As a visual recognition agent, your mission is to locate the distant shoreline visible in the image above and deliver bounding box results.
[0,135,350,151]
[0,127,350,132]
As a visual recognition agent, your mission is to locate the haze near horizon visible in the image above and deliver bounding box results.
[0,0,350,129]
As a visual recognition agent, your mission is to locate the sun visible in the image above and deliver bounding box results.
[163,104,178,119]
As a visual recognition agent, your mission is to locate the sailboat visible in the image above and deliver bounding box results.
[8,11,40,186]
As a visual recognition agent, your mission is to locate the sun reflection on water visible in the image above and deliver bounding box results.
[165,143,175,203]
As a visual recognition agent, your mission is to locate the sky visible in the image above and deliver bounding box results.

== OBJECTIVE ==
Can you edit the listing above so that every "visual recognition agent" reads "image analysis assistant", keeping everything else the same?

== OUTPUT ==
As a image analysis assistant, your mission is to locate the distant shoreline visible in the image above and deliver bounding box results.
[0,135,350,151]
[0,127,350,132]
As a image analysis assistant, your mission is to locate the haze near horizon visible in the image above and deliver bounding box results.
[0,0,350,129]
As a image analysis assistant, your mission is to locate the sun visible in the image above and deliver bounding box results.
[163,104,178,119]
As a image analysis assistant, your mission is to locate the sailboat visible in the image above and deliver bounding box results.
[8,11,40,186]
As a image analysis assistant, your mission is to locate the sun reflection on water visible in the image above and deliver bounding box results.
[165,143,175,203]
As a image analysis assistant, your mission is to locate the sky visible in the image above and deliver bounding box results.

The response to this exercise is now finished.